Excerpt provided ->
Let’s get some things out of the way about Brad Allain and the mushrooms he grows at his small gourmet mushroom farm, Wildwood Mushrooms, in Sutton: No, Brad does not grow mushrooms in his basement (it’s a completely above ground operation housed in the historic Manchaug Mill in the Blackstone Valley). No, his mushrooms do not grow in the dark (only white button mushrooms do – they are basically creminis deprived of light). No, not all mushroom foragers and farmers look like some grizzled woodsman in Wellies (I mean, look at him). And no, sorry Dead fans and anyone else looking to “trip,” Brad does not sell magic mushrooms – his are for culinary journeys not hallucinogenic ones.

Brad Allain of Wildwood Mushrooms of Sutton, MA
Brad Allain of Wildwood Mushrooms of Sutton, MA

That said, one bite and Brad’s mushrooms will blow your mind.

Don’t take my word for it: taste any of the mycophagous pleasures Jared Forman and Robin Clark of deadhorse hill or Matt Mahoney and Rachel Coit of Kummerspeck or Rob Fecteau of BirchTree Bread create using Wildwood’s mushrooms. They are just some of the chefs and restaurants that have lined up for the exquisite, fresh, local, and uber-tasty mushrooms Brad has produced since he opened in January 2018. Or better yet pick up some mushrooms at the Shrewsbury, Natick, Lexington, and Roslindale farmer’s markets, Whittier Farms in Sutton, Foppema’s Farm in Northbridge, Living Earth in Worcester, and starting this fall at Ed Hyder’s in Worcester and cook up tastiness for yourself.

And don’t stick to the familiar. Shitake may happen but that’s just one of the fungus among us thanks to Wildwood. You really ought to try like lion’s mane, oyster, pioppino, and chestnut. Brad grows 6 to 10 varieties at Wildwood and to create them he must be equal parts farmer, scientist, artist, and detective. Gourmet mushroom growing in general is a craft and replicating it indoors it is even more challenging. The process stretches over weeks and requires several rooms and steps, much of the work customized by Brad.

“Mushroom farming in general is very proprietary, and there are a lot of variables,” Brad says. “That’s why you don’t see a lot of gourmet mushroom farms anywhere. But I’m in love with the process. You have to put it all together in a way that works. You have to know how to read the mushrooms themselves. This whole world is amazing and really piques my interest because it is still so unknown. Even experienced mycologists are learning new things. The intrigue and mystery of the world of fungus is super interesting.”

Not that Brad grew up knowing this was his destiny. He didn’t forage in the woods while other kids played sports or video games, eating mushrooms like Sour Patch Kids. He graduated Linden State in Vermont with a degree in adventure recreation management, which led to work doing outdoor guiding like whitewater rafting. The traveling and seasonal lifestyle that came with that eventually wore on him, so he left the land completely, jumped on a Tall Ship, and lived and worked on it for three years. When he returned home, he built a tiny house on wheels and looked for what was next.

Study material ->

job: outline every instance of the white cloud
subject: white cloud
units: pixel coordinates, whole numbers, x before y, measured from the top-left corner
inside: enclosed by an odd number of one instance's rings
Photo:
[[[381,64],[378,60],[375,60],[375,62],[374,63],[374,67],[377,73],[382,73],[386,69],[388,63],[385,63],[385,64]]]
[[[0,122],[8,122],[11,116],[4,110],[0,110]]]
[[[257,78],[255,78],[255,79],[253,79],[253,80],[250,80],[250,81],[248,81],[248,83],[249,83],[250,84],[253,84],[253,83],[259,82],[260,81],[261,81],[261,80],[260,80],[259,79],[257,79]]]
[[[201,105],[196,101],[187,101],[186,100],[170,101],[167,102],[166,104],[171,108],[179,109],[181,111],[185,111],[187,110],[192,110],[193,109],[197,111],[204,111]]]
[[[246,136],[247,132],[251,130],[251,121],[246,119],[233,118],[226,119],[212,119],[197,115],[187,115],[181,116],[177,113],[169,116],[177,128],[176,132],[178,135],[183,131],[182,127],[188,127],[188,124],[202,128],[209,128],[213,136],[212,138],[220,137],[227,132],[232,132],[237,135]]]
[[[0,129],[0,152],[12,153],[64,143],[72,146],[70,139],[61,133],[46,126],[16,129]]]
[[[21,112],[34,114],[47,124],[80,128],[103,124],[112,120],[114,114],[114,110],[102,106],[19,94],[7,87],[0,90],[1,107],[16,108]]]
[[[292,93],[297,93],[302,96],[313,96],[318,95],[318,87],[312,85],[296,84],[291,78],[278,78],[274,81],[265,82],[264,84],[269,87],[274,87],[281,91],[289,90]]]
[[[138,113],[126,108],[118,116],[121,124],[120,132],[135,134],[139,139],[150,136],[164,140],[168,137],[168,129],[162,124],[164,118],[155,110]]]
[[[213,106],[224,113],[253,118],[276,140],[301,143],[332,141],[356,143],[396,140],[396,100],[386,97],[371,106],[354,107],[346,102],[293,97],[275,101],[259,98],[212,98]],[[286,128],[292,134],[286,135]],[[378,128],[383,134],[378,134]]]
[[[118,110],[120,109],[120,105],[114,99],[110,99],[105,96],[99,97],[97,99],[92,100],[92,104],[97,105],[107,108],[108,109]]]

Task instructions ->
1. Revise the mushroom farm profile from "That said, one" to "tastiness for yourself.", inclusive, so that "chefs" becomes "cooks".
2. According to the mushroom farm profile, what degree did Brad Allain earn at Linden State in Vermont?

Your responses ->
1.
That said, one bite and Brad’s mushrooms will blow your mind.

Don’t take my word for it: taste any of the mycophagous pleasures Jared Forman and Robin Clark of deadhorse hill or Matt Mahoney and Rachel Coit of Kummerspeck or Rob Fecteau of BirchTree Bread create using Wildwood’s mushrooms. They are just some of the cooks and restaurants that have lined up for the exquisite, fresh, local, and uber-tasty mushrooms Brad has produced since he opened in January 2018. Or better yet pick up some mushrooms at the Shrewsbury, Natick, Lexington, and Roslindale farmer’s markets, Whittier Farms in Sutton, Foppema’s Farm in Northbridge, Living Earth in Worcester, and starting this fall at Ed Hyder’s in Worcester and cook up tastiness for yourself.

2. A degree in adventure recreation management.